▸ Problem requirements: As the answer, give a copy of each line below that includes the word "background".

[Data provided — start]

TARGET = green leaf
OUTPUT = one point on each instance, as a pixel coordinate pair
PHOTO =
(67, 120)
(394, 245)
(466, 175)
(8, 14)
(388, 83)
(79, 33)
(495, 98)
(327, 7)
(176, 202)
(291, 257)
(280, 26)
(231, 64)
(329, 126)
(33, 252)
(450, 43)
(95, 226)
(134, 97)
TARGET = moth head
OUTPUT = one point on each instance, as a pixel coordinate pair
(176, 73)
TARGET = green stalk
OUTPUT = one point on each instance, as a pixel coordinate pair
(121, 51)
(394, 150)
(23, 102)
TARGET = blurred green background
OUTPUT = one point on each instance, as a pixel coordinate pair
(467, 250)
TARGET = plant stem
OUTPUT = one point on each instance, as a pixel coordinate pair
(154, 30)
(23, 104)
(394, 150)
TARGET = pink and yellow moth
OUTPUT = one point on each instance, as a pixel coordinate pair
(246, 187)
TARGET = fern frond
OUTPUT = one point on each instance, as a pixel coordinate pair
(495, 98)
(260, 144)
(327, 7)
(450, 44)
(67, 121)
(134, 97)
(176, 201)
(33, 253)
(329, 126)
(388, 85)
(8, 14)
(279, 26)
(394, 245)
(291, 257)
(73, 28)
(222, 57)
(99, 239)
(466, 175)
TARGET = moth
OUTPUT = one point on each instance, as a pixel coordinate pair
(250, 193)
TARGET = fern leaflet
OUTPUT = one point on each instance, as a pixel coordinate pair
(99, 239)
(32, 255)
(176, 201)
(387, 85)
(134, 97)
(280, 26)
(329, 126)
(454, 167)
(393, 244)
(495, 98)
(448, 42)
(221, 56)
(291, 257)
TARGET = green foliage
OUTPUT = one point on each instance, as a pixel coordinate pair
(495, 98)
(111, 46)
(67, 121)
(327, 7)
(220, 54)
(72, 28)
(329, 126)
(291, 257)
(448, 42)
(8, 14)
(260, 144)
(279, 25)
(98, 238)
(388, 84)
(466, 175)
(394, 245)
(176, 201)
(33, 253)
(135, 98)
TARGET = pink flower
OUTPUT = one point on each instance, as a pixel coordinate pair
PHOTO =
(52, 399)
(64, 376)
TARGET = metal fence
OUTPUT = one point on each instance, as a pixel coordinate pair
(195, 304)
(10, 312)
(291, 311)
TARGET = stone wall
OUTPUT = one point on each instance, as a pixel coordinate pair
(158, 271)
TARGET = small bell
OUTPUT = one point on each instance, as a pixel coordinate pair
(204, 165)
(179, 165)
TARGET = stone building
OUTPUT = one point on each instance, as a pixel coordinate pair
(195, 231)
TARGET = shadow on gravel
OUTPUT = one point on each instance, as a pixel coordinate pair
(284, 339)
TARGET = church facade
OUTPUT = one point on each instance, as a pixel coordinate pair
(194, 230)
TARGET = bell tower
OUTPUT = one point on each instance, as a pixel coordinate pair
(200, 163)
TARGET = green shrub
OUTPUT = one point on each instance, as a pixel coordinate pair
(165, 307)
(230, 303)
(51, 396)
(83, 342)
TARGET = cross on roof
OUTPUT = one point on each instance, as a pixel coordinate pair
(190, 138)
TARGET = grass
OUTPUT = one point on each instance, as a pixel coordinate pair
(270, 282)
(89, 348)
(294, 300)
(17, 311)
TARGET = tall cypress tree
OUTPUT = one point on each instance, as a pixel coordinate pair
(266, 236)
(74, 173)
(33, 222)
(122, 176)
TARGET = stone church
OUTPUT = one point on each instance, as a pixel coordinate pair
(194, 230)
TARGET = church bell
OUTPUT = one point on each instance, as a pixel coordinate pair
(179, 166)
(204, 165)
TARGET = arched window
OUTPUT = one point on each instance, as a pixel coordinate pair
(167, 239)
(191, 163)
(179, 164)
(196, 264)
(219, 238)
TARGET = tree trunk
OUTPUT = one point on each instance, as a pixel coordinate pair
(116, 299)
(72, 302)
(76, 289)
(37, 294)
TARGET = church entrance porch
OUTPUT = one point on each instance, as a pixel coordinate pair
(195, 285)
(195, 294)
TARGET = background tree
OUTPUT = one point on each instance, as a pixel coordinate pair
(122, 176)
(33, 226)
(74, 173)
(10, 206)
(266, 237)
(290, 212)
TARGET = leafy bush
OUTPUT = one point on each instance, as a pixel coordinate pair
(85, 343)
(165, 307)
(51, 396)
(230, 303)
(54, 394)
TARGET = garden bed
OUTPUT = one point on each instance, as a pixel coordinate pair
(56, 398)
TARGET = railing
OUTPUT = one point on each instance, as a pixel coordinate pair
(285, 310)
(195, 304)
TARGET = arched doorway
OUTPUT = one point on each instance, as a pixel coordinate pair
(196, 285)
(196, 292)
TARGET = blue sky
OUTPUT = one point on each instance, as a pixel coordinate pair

[Data provided — finish]

▸ Result:
TARGET = blurred green background
TARGET = background tree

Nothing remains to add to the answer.